═══ Data for this task

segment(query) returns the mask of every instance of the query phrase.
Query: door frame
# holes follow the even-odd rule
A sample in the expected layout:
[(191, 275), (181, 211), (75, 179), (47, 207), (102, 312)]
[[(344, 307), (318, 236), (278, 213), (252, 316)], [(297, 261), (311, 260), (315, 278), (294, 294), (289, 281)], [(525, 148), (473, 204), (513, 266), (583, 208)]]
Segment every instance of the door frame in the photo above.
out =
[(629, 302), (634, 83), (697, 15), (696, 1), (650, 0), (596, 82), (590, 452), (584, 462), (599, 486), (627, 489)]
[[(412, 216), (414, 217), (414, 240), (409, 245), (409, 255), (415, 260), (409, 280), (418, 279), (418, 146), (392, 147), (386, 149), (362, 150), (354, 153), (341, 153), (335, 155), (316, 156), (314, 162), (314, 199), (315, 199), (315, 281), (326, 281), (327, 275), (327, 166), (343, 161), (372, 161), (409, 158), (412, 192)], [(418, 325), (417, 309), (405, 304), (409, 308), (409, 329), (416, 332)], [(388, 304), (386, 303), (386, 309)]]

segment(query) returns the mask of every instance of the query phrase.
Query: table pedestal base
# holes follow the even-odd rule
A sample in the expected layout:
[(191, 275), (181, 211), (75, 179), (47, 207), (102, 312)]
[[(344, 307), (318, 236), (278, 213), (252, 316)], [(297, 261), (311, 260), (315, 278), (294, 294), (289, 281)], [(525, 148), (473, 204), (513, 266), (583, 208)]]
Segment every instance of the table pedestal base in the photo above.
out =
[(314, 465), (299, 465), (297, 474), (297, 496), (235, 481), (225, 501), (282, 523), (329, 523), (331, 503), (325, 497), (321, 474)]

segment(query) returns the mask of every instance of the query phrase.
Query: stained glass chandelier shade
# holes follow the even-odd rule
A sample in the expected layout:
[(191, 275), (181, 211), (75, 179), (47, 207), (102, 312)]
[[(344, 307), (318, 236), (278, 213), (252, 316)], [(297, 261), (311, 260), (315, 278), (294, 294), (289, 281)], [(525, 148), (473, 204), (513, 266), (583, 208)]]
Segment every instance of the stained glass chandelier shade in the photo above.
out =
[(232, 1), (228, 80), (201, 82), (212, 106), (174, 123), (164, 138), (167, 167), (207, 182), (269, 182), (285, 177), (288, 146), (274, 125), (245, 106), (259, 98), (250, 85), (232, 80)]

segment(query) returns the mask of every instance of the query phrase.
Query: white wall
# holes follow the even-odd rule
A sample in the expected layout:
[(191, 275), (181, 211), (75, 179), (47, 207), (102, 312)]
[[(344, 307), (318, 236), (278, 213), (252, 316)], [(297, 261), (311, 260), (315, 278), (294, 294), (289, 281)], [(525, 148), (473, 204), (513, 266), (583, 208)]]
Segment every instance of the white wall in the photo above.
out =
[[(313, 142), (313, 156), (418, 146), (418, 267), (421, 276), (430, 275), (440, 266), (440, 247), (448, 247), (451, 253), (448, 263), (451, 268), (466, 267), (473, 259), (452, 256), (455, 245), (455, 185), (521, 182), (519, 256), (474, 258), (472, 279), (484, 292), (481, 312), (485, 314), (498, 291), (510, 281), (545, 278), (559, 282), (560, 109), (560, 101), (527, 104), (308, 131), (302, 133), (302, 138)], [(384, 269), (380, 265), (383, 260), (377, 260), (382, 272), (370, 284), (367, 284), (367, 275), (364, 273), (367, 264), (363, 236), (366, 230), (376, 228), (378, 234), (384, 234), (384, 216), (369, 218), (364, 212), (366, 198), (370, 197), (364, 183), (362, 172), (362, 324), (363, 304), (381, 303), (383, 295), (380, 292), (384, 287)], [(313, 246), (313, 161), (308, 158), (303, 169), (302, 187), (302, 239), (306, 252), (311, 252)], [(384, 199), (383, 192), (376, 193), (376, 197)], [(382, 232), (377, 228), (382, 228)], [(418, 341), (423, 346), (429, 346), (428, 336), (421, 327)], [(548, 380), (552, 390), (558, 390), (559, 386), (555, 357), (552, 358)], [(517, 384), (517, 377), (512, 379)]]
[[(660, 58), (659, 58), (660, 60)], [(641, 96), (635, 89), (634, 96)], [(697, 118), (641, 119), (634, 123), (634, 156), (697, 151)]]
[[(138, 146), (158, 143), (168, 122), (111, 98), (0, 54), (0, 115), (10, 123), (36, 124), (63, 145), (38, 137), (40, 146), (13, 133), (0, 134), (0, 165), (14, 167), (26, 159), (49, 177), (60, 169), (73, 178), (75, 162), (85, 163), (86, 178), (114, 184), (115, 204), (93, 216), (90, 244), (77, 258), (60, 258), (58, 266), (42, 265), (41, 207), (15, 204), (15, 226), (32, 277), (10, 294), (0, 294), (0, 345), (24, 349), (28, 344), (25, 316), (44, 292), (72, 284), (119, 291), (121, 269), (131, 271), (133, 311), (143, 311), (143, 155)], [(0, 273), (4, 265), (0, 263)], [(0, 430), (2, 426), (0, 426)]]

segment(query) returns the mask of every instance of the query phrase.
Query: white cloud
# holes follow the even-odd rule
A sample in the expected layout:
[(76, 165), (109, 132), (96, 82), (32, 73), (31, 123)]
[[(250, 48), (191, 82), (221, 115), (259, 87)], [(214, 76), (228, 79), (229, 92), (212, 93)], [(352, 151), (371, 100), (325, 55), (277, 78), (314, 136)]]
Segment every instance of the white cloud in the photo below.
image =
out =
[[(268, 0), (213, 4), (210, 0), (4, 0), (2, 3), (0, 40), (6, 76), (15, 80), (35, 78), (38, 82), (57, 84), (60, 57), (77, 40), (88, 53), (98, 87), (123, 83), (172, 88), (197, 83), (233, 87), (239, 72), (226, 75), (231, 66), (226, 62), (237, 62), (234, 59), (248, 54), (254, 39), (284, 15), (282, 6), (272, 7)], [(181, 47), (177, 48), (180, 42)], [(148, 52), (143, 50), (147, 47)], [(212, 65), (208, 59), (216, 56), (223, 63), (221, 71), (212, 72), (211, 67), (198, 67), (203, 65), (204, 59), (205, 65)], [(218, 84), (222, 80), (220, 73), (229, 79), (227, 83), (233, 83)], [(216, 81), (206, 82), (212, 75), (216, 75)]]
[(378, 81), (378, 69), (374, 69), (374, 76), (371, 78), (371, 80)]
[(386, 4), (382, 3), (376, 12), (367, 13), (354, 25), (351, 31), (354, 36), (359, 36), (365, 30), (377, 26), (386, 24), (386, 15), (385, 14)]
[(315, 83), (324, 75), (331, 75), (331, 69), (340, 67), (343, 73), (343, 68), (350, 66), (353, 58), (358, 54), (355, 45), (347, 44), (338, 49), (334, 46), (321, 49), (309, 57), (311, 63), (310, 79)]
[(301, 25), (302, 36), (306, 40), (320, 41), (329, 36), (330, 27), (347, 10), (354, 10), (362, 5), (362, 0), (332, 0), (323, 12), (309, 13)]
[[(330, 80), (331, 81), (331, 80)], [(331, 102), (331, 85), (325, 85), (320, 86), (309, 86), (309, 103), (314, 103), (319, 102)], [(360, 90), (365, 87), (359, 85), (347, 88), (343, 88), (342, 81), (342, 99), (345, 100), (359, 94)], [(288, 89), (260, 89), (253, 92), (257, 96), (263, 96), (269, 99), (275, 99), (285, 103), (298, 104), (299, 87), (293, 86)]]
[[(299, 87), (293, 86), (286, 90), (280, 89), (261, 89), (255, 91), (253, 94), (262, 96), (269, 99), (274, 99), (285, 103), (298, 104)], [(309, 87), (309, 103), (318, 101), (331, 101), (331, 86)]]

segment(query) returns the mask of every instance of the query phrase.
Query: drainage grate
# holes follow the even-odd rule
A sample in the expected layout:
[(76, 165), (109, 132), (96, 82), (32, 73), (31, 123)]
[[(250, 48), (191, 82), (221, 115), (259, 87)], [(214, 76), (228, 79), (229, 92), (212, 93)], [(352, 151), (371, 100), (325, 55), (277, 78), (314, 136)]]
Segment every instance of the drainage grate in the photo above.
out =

══════

Convert the material, from its first line through the line containing "303), (386, 309)]]", inclusive, into a Markdown table with the columns Row and Line. Number each row and leave out any blank lines.

| Row | Line |
|---|---|
| 1 | segment(query) returns the mask of every instance of the query phrase. |
| 2 | Query: door frame |
| 3 | # holes follow the even-odd rule |
| 4 | A sample in the expected layout: |
| 5 | [(191, 275), (181, 211), (75, 179), (47, 207), (102, 312)] |
| 6 | [[(344, 307), (318, 236), (278, 213), (252, 316)], [(297, 261), (311, 260), (315, 278), (294, 294), (289, 281)], [(525, 148), (473, 204), (513, 266), (583, 208)]] |
| 7 | Segment every instance of the door frame in the photo above. |
| 8 | out = |
| 9 | [(629, 302), (634, 83), (697, 15), (696, 1), (650, 0), (596, 82), (590, 452), (584, 462), (599, 486), (627, 489)] |
| 10 | [[(412, 216), (414, 217), (414, 240), (409, 245), (409, 255), (415, 260), (409, 280), (418, 279), (418, 146), (392, 147), (386, 149), (362, 150), (354, 153), (341, 153), (335, 155), (316, 156), (314, 162), (314, 199), (315, 199), (315, 281), (326, 281), (327, 275), (327, 166), (343, 161), (372, 161), (409, 158), (412, 192)], [(418, 325), (417, 309), (405, 304), (409, 308), (409, 329), (416, 332)], [(388, 304), (386, 303), (386, 309)]] |